THE REQUEST ::
Extract every entry word for word. Skip the pictures.
::: SUPPLIED DATA :::
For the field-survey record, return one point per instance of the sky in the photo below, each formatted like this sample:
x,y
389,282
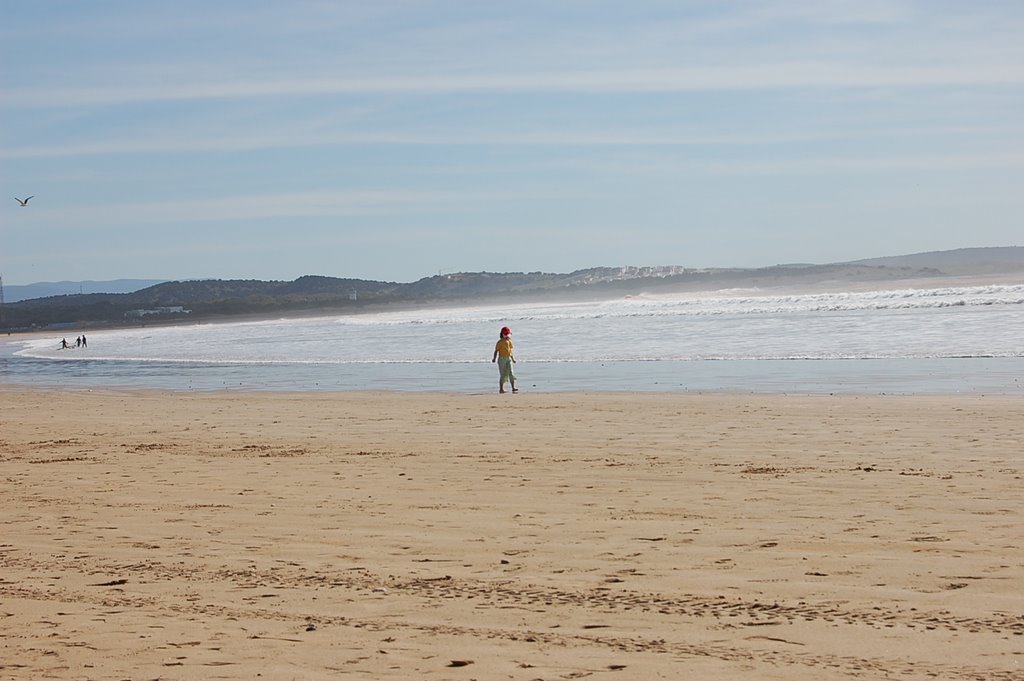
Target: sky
x,y
397,139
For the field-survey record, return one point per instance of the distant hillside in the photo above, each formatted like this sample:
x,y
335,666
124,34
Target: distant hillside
x,y
14,293
962,261
214,299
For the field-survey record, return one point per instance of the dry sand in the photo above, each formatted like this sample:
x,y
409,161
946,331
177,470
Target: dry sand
x,y
372,536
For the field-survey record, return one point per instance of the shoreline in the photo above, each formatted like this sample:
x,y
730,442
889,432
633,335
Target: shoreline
x,y
655,290
392,535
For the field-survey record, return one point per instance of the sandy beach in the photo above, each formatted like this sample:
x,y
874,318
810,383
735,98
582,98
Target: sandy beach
x,y
396,536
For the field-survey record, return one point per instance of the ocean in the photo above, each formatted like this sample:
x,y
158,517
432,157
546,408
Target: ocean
x,y
954,339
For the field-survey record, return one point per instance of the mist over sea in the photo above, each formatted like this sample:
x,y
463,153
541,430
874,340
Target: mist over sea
x,y
957,339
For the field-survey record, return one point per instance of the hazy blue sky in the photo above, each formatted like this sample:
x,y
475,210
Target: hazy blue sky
:::
RESULT OF THE EXERCISE ::
For the field-survey record, return one point per instance of the sky in the photo below, each formatted like this sample:
x,y
389,282
Target: sky
x,y
397,139
For the field-survey record, return one point per instance of the distant hillside in the photo above, each formatted like this sample:
x,y
335,666
124,34
Target: distant hillside
x,y
14,293
962,261
214,299
For the field-survey record, return one point per instance of the dry sand in the photo above, each formatted like this sample:
x,y
409,161
946,331
177,470
Target: dry sand
x,y
372,536
For the field-survey record, return one point per instance of the shoreline in the photo above, each formatted like this sample:
x,y
730,442
889,432
633,335
Target: shoreline
x,y
655,290
392,535
For the field-survey record, return one point per instance of the sandy beach in the photo above, each formatted like this sample:
x,y
874,318
810,383
735,98
582,98
Target: sandy beach
x,y
396,536
For the field-survey record, return one point per instance of the ocean in the photo above, each formatted like this sample:
x,y
158,517
432,157
546,408
Target: ocean
x,y
954,339
For the field-survey record, return one point per instance of the mist over sea in the photo above, each formatted like this sample:
x,y
463,153
541,430
874,340
Target: mist over sea
x,y
957,339
For the field-survey record, return one point per instance of the hazy blue sky in the photo above, each formatted like this sample:
x,y
475,210
Target: hazy blue sky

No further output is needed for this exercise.